Extract provided:
The purpose of this assignment is to learn about Boolean retrieval and evaluation of retrieval results. This assignment consists of several parts.
A password is required to access some course resources. You may obtain a password here. Use your Andrew email address as your userid.
The homework assignments are done in Python using an Anaconda development environment with a standard set of libraries and tools. If you do not already have Anaconda on your computer, download and install it.
Next, define an Anaconda environment that contains the same libraries and tools that will be used to test and grade your software.
The QryEval software and the HW1-Train-xxx.param parameter files assume the following directory structure.
Directory | Contents | Source | |||
---|---|---|---|---|---|
QryEval/ | QryEval 4.2 and the subdirectories below | You create | |||
GRADING_DIR/ | Results from the reference system | Download zip or tgz | |||
INPUT_DIR/ | Data files, other software | Download index (see below) Download trec_eval Mac (FAQ); Linux; Windows) Download .qrel file | |||
LIB_DIR/ | Java jar files | Download zip or tgz | |||
OUTPUT_DIR/ | Output from your software | You create (initially empty) | |||
TEST_DIR/ | Public ("training") test cases | Download zip or tgz |
Note: Most .zip or .tgz files unpack into a directory that contains a set of files. Unzip it into the QryEval directory, not a subdirectory. For example, QryEval/TEST_DIR/TEST_DIR/HW1-Train-0.param or QryEval/QryEval/QryEval.py is a mistake. Correct configurations do not have two directories with the same name in a path.
This assignment creates a search engine called QryEval that implements Unranked and Ranked Boolean retrieval with several query operators. You may extend our initial QryEval search engine (less work) or develop your own from scratch (more work).
Your search engine must parse structured or unstructured queries, and use a document-at-a-time architecture (as discussed in Lectures 2, 3, and 4) to rank documents for each query. Search results are written to a file in trec_eval format. The sample QryEval software (QryEval-4.2.1.zip or QryEval-4.2.1.tgz) provides a working example.
Documents are stored in a Lucene index. Lucene is a widely-used open-source search engine, both on its own, and as the foundation of ElasticSearch, Solr, and Pyserini. Lucene is written in Java, so your search engine is a combination of Python and Java software.
The example software includes a set of Python classes that make it easier to develop a document-at-a-time architecture and access Lucene indexes. See the documentation for details.
Your search engine must support the following capabilities.
Ranking algorithms:
Query operators:
Unstructured queries must use a default query operator. #AND
is the default operator for Unranked and Ranked Boolean retrieval
models.
Note: After you implement the #AND operator, you will need
to change the default operator for the UnrankedBoolean retrieval
model from #OR to #AND.
Document fields: Your software must support the four fields provided by the index. (Provided in QryEval.)
The field name (if any) is specified in the query using a suffix-based syntax of the form 'term.field', as in 'apple.title'. If the query does not specify a field (e.g., if the user types 'apple'), your software should default to using the 'body' field.
See the Design Guide for advice about how to implement these capabilities.
Your search engine must accept a single command-line argument, which is a path to a parameter file in json format. The parameter file configures your software for testing.
Your software must support the following parameters.

Dataset rows:
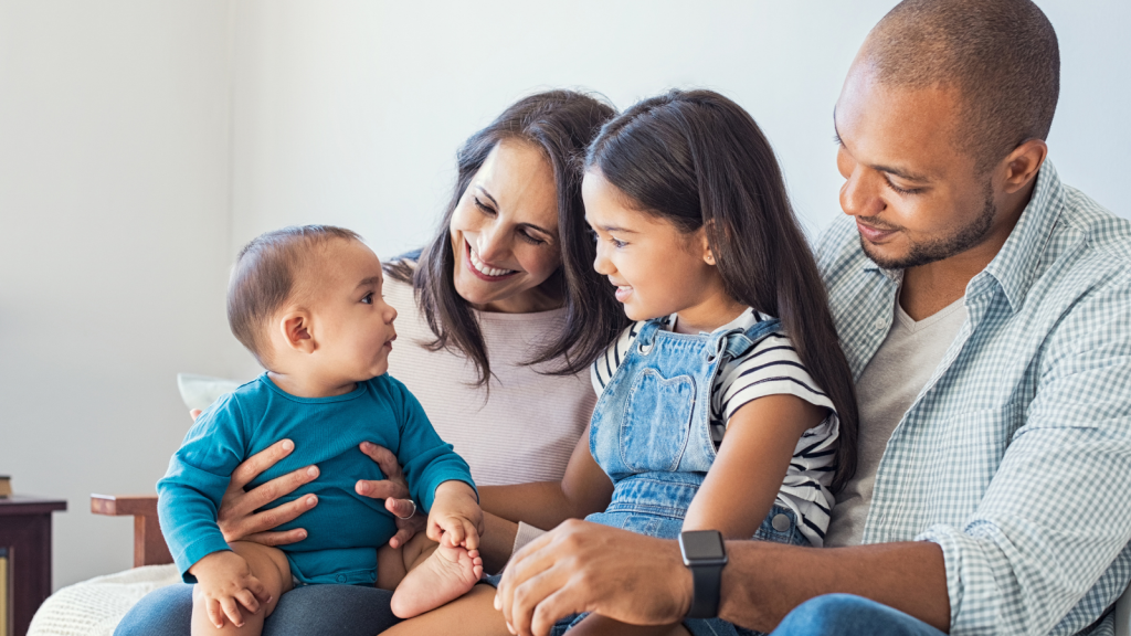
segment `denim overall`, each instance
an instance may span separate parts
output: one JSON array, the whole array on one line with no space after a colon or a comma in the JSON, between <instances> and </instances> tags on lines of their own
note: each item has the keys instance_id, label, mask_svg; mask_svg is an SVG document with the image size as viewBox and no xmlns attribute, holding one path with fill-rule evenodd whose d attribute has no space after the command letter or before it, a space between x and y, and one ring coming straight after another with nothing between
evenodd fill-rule
<instances>
[{"instance_id":1,"label":"denim overall","mask_svg":"<svg viewBox=\"0 0 1131 636\"><path fill-rule=\"evenodd\" d=\"M724 422L711 421L715 376L778 329L763 320L743 330L687 335L645 324L593 412L589 450L613 481L613 499L588 521L676 539L691 499L715 462ZM714 435L713 435L714 432ZM775 505L754 539L808 545L794 513ZM562 634L581 617L559 621ZM720 619L685 619L696 636L751 631Z\"/></svg>"}]
</instances>

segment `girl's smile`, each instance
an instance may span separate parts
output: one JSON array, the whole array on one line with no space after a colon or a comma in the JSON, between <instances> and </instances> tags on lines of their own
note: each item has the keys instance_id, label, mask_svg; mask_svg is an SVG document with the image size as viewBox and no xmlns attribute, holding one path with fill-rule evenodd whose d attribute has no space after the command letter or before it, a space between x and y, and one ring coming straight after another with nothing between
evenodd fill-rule
<instances>
[{"instance_id":1,"label":"girl's smile","mask_svg":"<svg viewBox=\"0 0 1131 636\"><path fill-rule=\"evenodd\" d=\"M702 229L683 232L637 206L590 169L581 182L585 218L597 234L593 266L616 287L632 320L679 313L676 330L711 332L742 312L723 286Z\"/></svg>"}]
</instances>

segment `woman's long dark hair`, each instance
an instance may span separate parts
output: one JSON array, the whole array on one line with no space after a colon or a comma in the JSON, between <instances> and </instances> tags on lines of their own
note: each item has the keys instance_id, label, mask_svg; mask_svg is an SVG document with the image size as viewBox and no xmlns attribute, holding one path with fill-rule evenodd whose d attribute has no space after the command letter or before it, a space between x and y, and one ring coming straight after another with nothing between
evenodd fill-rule
<instances>
[{"instance_id":1,"label":"woman's long dark hair","mask_svg":"<svg viewBox=\"0 0 1131 636\"><path fill-rule=\"evenodd\" d=\"M451 201L415 268L404 261L386 267L394 278L412 283L416 303L435 334L428 349L449 349L466 355L475 363L477 386L490 381L491 361L472 307L456 292L456 256L449 226L467 186L503 139L521 139L542 148L558 189L562 265L544 284L559 285L566 320L561 333L535 351L527 364L552 362L543 371L546 375L585 371L628 325L612 285L593 268L596 248L581 204L585 149L615 114L608 104L573 91L550 91L519 100L472 135L457 153L458 177Z\"/></svg>"},{"instance_id":2,"label":"woman's long dark hair","mask_svg":"<svg viewBox=\"0 0 1131 636\"><path fill-rule=\"evenodd\" d=\"M840 418L832 491L856 470L856 394L824 285L774 149L741 106L710 91L645 100L601 130L597 169L646 214L705 229L726 292L782 320Z\"/></svg>"}]
</instances>

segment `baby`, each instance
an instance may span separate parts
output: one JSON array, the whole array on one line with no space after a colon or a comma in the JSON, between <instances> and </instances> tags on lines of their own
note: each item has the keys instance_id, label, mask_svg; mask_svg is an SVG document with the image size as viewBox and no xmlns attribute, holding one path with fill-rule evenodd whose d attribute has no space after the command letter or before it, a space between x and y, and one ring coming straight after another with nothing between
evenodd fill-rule
<instances>
[{"instance_id":1,"label":"baby","mask_svg":"<svg viewBox=\"0 0 1131 636\"><path fill-rule=\"evenodd\" d=\"M339 227L286 227L240 252L228 323L268 371L200 414L157 483L162 532L184 581L196 583L192 634L259 634L296 585L395 588L392 610L405 618L482 576L483 513L467 464L386 375L397 311L381 284L380 260ZM317 495L316 508L278 527L301 524L307 538L282 548L228 544L216 510L232 471L284 438L294 452L250 485L317 464L319 479L273 504ZM382 501L355 492L359 480L385 479L360 449L366 441L397 455L429 514L426 536L399 550L386 544L396 524Z\"/></svg>"}]
</instances>

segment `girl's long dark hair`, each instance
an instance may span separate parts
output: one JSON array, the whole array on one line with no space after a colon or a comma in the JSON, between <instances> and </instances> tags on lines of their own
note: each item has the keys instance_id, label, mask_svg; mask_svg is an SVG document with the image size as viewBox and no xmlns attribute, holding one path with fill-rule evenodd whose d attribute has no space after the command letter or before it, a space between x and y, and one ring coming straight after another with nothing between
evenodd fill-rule
<instances>
[{"instance_id":1,"label":"girl's long dark hair","mask_svg":"<svg viewBox=\"0 0 1131 636\"><path fill-rule=\"evenodd\" d=\"M856 394L824 285L769 141L741 106L710 91L645 100L601 130L597 169L646 214L705 229L726 292L782 320L840 418L832 491L856 470Z\"/></svg>"},{"instance_id":2,"label":"girl's long dark hair","mask_svg":"<svg viewBox=\"0 0 1131 636\"><path fill-rule=\"evenodd\" d=\"M452 276L456 257L449 226L467 186L503 139L521 139L541 147L558 189L562 265L544 284L559 286L566 320L561 333L534 351L527 364L552 363L543 371L546 375L585 371L628 325L612 285L593 268L596 247L581 204L585 149L615 114L608 104L573 91L550 91L519 100L490 126L472 135L457 153L458 177L451 201L415 268L404 261L386 266L394 278L412 283L416 303L435 334L428 349L449 349L466 355L475 364L477 386L487 386L491 361L475 312L456 292Z\"/></svg>"}]
</instances>

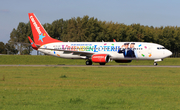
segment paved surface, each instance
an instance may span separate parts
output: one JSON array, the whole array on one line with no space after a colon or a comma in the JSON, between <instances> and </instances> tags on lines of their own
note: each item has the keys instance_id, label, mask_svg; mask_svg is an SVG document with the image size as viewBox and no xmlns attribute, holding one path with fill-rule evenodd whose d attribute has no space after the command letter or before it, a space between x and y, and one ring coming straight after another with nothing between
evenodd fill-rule
<instances>
[{"instance_id":1,"label":"paved surface","mask_svg":"<svg viewBox=\"0 0 180 110\"><path fill-rule=\"evenodd\" d=\"M168 67L168 68L180 68L179 66L150 66L150 65L0 65L2 66L15 66L15 67Z\"/></svg>"}]
</instances>

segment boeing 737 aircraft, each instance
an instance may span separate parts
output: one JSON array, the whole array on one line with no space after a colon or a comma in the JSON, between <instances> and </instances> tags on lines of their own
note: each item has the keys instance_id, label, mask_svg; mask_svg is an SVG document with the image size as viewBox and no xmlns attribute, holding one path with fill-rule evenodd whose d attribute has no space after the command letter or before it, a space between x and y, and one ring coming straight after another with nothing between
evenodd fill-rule
<instances>
[{"instance_id":1,"label":"boeing 737 aircraft","mask_svg":"<svg viewBox=\"0 0 180 110\"><path fill-rule=\"evenodd\" d=\"M105 65L110 60L129 63L132 60L154 60L154 65L172 52L164 46L146 42L62 42L51 38L33 13L29 20L34 42L32 48L42 53L69 59L86 59L86 65Z\"/></svg>"}]
</instances>

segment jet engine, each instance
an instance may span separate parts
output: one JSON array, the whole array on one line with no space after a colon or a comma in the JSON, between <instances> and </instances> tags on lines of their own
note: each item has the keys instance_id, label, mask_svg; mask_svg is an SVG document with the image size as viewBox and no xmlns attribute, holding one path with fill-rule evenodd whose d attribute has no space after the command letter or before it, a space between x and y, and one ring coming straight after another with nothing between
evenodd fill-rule
<instances>
[{"instance_id":1,"label":"jet engine","mask_svg":"<svg viewBox=\"0 0 180 110\"><path fill-rule=\"evenodd\" d=\"M115 60L116 63L130 63L132 60Z\"/></svg>"},{"instance_id":2,"label":"jet engine","mask_svg":"<svg viewBox=\"0 0 180 110\"><path fill-rule=\"evenodd\" d=\"M95 54L91 57L91 60L94 63L108 63L110 57L107 54Z\"/></svg>"}]
</instances>

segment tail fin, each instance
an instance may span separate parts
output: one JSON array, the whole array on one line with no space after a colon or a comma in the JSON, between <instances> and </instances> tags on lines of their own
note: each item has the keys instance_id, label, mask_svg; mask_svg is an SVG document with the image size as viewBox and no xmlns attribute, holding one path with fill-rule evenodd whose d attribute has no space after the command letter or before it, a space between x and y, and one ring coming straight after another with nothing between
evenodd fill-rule
<instances>
[{"instance_id":1,"label":"tail fin","mask_svg":"<svg viewBox=\"0 0 180 110\"><path fill-rule=\"evenodd\" d=\"M53 42L62 42L56 39L51 38L46 30L43 28L37 17L34 15L34 13L28 13L29 20L31 24L31 30L33 33L34 42L37 45L43 45L47 43L53 43Z\"/></svg>"},{"instance_id":2,"label":"tail fin","mask_svg":"<svg viewBox=\"0 0 180 110\"><path fill-rule=\"evenodd\" d=\"M29 38L32 48L37 50L38 49L37 45L33 42L33 40L29 36L28 36L28 38Z\"/></svg>"}]
</instances>

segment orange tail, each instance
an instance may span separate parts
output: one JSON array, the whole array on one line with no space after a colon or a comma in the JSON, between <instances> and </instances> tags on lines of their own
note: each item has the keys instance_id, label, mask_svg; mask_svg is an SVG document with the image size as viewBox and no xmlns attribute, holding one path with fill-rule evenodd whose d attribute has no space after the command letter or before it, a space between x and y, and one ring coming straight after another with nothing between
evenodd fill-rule
<instances>
[{"instance_id":1,"label":"orange tail","mask_svg":"<svg viewBox=\"0 0 180 110\"><path fill-rule=\"evenodd\" d=\"M62 42L56 39L51 38L46 30L43 28L37 17L34 15L34 13L28 13L29 20L31 24L31 30L33 33L34 42L37 45L43 45L47 43L53 43L53 42Z\"/></svg>"}]
</instances>

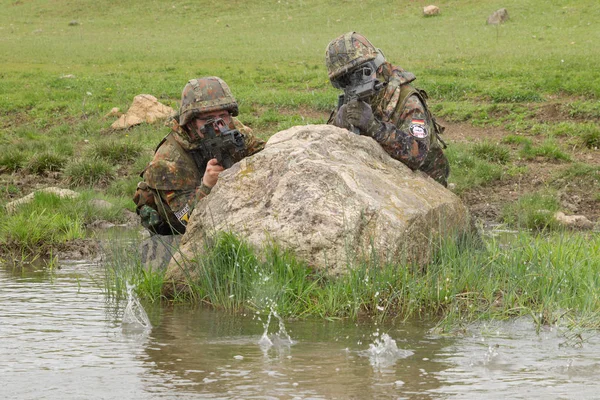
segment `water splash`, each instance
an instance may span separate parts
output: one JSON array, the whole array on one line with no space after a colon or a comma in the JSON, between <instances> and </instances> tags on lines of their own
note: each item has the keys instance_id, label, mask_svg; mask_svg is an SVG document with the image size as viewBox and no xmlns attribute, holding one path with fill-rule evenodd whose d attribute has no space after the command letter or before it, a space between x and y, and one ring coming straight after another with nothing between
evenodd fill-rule
<instances>
[{"instance_id":1,"label":"water splash","mask_svg":"<svg viewBox=\"0 0 600 400\"><path fill-rule=\"evenodd\" d=\"M369 350L366 350L364 354L369 357L373 367L385 368L391 367L401 358L411 356L413 352L399 349L396 341L384 333L381 338L376 338L372 344L369 344Z\"/></svg>"},{"instance_id":2,"label":"water splash","mask_svg":"<svg viewBox=\"0 0 600 400\"><path fill-rule=\"evenodd\" d=\"M127 283L127 305L123 311L123 321L121 328L123 332L148 332L152 329L152 324L140 300L134 293L135 285Z\"/></svg>"},{"instance_id":3,"label":"water splash","mask_svg":"<svg viewBox=\"0 0 600 400\"><path fill-rule=\"evenodd\" d=\"M279 330L276 333L269 335L269 326L271 325L272 317L275 317L277 319ZM287 330L285 329L285 325L283 323L283 319L279 316L279 314L277 314L277 311L275 311L272 307L271 311L269 312L267 322L265 322L263 326L265 330L263 332L262 337L258 341L258 344L261 348L263 348L263 350L267 350L273 346L277 349L289 348L295 343L290 337L290 335L287 333Z\"/></svg>"}]
</instances>

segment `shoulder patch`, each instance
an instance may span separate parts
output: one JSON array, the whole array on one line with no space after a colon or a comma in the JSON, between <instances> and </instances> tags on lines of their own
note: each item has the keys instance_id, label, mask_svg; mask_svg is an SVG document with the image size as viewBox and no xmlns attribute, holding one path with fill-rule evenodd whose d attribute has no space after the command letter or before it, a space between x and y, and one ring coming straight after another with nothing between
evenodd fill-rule
<instances>
[{"instance_id":1,"label":"shoulder patch","mask_svg":"<svg viewBox=\"0 0 600 400\"><path fill-rule=\"evenodd\" d=\"M429 132L427 132L427 125L425 124L424 119L414 118L412 121L410 121L408 131L411 135L419 139L423 139L429 136Z\"/></svg>"}]
</instances>

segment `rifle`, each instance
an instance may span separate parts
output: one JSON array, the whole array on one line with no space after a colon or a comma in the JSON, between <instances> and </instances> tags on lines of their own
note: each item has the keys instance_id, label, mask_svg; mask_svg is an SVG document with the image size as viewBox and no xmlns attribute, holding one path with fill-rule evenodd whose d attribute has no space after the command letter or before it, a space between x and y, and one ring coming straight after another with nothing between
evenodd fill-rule
<instances>
[{"instance_id":1,"label":"rifle","mask_svg":"<svg viewBox=\"0 0 600 400\"><path fill-rule=\"evenodd\" d=\"M215 125L221 134L215 133ZM225 121L217 119L207 121L200 129L204 139L200 141L200 152L205 160L213 158L225 169L233 165L234 157L244 150L244 136L237 129L229 129Z\"/></svg>"},{"instance_id":2,"label":"rifle","mask_svg":"<svg viewBox=\"0 0 600 400\"><path fill-rule=\"evenodd\" d=\"M365 101L381 89L387 82L380 82L376 78L376 69L371 65L360 67L348 74L348 84L344 86L344 93L338 97L338 109L352 100ZM355 126L350 126L350 131L360 135L360 131Z\"/></svg>"}]
</instances>

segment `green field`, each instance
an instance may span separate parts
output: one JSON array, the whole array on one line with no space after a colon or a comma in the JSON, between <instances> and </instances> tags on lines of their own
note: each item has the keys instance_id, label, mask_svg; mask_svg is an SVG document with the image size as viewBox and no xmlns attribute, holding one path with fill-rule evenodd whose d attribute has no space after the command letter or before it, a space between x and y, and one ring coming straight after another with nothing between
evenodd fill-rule
<instances>
[{"instance_id":1,"label":"green field","mask_svg":"<svg viewBox=\"0 0 600 400\"><path fill-rule=\"evenodd\" d=\"M2 248L44 253L56 243L85 237L86 224L98 217L86 203L90 198L115 204L101 216L106 220L118 222L119 207L133 209L129 199L137 174L168 132L161 124L119 132L110 129L115 118L106 114L113 107L127 110L138 94L152 94L178 108L181 89L189 79L217 75L236 96L241 121L264 139L294 125L324 123L338 94L327 79L324 51L330 40L352 30L367 36L389 61L417 75L416 84L428 91L436 115L479 127L482 134L496 127L508 132L498 142L459 143L448 149L457 193L515 176L529 179L527 165L514 162L542 159L566 167L552 177L544 193L507 207L506 223L552 228L551 221L538 215L540 205L556 209L557 192L565 180L596 191L591 201L600 204L599 163L575 159L583 152L597 160L600 147L600 2L441 1L436 4L441 15L426 18L422 9L428 4L4 1L0 7L0 206L39 186L68 186L83 196L70 202L38 196L15 214L0 207ZM487 17L502 7L510 20L487 25ZM561 120L544 119L541 111L549 105ZM540 139L539 143L533 139ZM593 314L598 307L593 294L598 288L594 278L598 258L586 261L579 274L572 266L581 255L582 243L597 251L598 238L568 236L572 238L566 241L562 236L549 241L521 237L512 255L497 243L489 244L485 253L471 249L449 254L448 261L438 260L419 281L412 282L417 279L413 275L399 276L393 268L388 269L391 275L374 278L383 286L395 280L397 290L358 285L365 271L330 286L321 281L318 288L297 284L296 289L307 291L297 298L317 299L318 305L293 308L297 303L289 301L287 315L356 317L377 307L379 300L373 293L380 291L395 299L386 313L403 317L444 313L460 317L475 311L493 315L494 310L500 310L501 316L531 313L544 318L564 310ZM564 257L552 256L552 248L562 249ZM468 265L466 260L471 260ZM482 263L481 271L487 272L480 273L473 262ZM533 262L535 272L520 269L522 262ZM466 269L460 270L461 265ZM548 272L549 265L555 270ZM497 274L498 270L514 273L511 278L509 272ZM465 279L447 281L440 291L442 286L436 282L448 274ZM582 282L574 285L573 279L561 278L565 274ZM566 286L519 287L530 277L554 279ZM156 297L160 277L146 278L151 286L148 296ZM545 288L563 294L556 290L550 294ZM320 291L309 293L309 289ZM409 289L414 296L402 297L403 290ZM220 305L227 306L229 292L218 289L216 300L206 300L207 290L198 287L196 295L215 305L220 296L224 299ZM577 293L568 297L565 290ZM405 302L411 299L414 304ZM498 299L506 301L498 303ZM336 313L337 302L350 306ZM597 324L597 318L589 323Z\"/></svg>"}]
</instances>

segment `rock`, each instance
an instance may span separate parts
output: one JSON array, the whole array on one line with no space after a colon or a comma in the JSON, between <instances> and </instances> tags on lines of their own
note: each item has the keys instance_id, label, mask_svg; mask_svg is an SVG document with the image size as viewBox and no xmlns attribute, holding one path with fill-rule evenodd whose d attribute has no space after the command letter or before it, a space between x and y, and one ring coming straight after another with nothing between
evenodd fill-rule
<instances>
[{"instance_id":1,"label":"rock","mask_svg":"<svg viewBox=\"0 0 600 400\"><path fill-rule=\"evenodd\" d=\"M105 115L105 117L120 117L123 115L121 109L119 107L113 107L110 111Z\"/></svg>"},{"instance_id":2,"label":"rock","mask_svg":"<svg viewBox=\"0 0 600 400\"><path fill-rule=\"evenodd\" d=\"M152 124L157 120L166 119L174 113L174 110L160 103L156 97L149 94L140 94L134 97L133 103L127 113L121 115L111 128L127 129L141 123Z\"/></svg>"},{"instance_id":3,"label":"rock","mask_svg":"<svg viewBox=\"0 0 600 400\"><path fill-rule=\"evenodd\" d=\"M506 21L508 21L508 11L506 8L501 8L488 17L487 23L488 25L498 25Z\"/></svg>"},{"instance_id":4,"label":"rock","mask_svg":"<svg viewBox=\"0 0 600 400\"><path fill-rule=\"evenodd\" d=\"M79 193L74 192L69 189L61 189L58 187L47 187L44 189L40 189L36 192L29 193L27 196L21 197L20 199L11 201L10 203L7 203L4 207L6 207L6 211L9 213L15 212L18 207L20 207L24 204L31 203L33 201L33 199L35 198L35 194L39 193L39 192L52 193L60 198L73 199L73 198L79 197Z\"/></svg>"},{"instance_id":5,"label":"rock","mask_svg":"<svg viewBox=\"0 0 600 400\"><path fill-rule=\"evenodd\" d=\"M425 15L426 17L439 15L439 14L440 14L440 8L437 6L430 5L430 6L423 8L423 15Z\"/></svg>"},{"instance_id":6,"label":"rock","mask_svg":"<svg viewBox=\"0 0 600 400\"><path fill-rule=\"evenodd\" d=\"M193 271L180 265L218 231L257 248L274 241L339 274L373 254L424 264L431 240L468 226L455 194L373 139L330 125L297 126L220 175L196 206L167 279L184 282Z\"/></svg>"},{"instance_id":7,"label":"rock","mask_svg":"<svg viewBox=\"0 0 600 400\"><path fill-rule=\"evenodd\" d=\"M112 208L112 204L110 202L102 199L92 199L90 200L89 204L92 207L100 210L108 210L109 208Z\"/></svg>"},{"instance_id":8,"label":"rock","mask_svg":"<svg viewBox=\"0 0 600 400\"><path fill-rule=\"evenodd\" d=\"M162 270L178 251L181 236L153 235L140 244L142 265L149 271Z\"/></svg>"},{"instance_id":9,"label":"rock","mask_svg":"<svg viewBox=\"0 0 600 400\"><path fill-rule=\"evenodd\" d=\"M583 215L565 215L562 212L554 214L554 218L567 228L588 230L594 228L594 223Z\"/></svg>"}]
</instances>

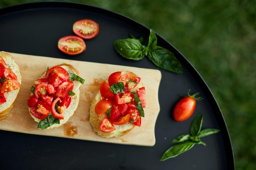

To be done:
a) From the Boolean retrieval assignment above, copy everything from "The purpose of" down to "grade your software.".
b) Using the Boolean retrieval assignment, answer these:
(i) What language is Lucene written in?
(ii) Which field should the software use when a query does not specify one?
(iii) In what format is the parameter file that the search engine takes as its command-line argument?

Answers for this exercise:
a)
The purpose of this assignment is to learn about Boolean retrieval and evaluation of retrieval results. This assignment consists of several parts.
A password is required to access some course resources. You may obtain a password here. Use your Andrew email address as your userid.
The homework assignments are done in Python using an Anaconda development environment with a standard set of libraries and tools. If you do not already have Anaconda on your computer, download and install it.
Next, define an Anaconda environment that contains the same libraries and tools that will be used to test and grade your software.

b)
(i) Java
(ii) The 'body' field
(iii) json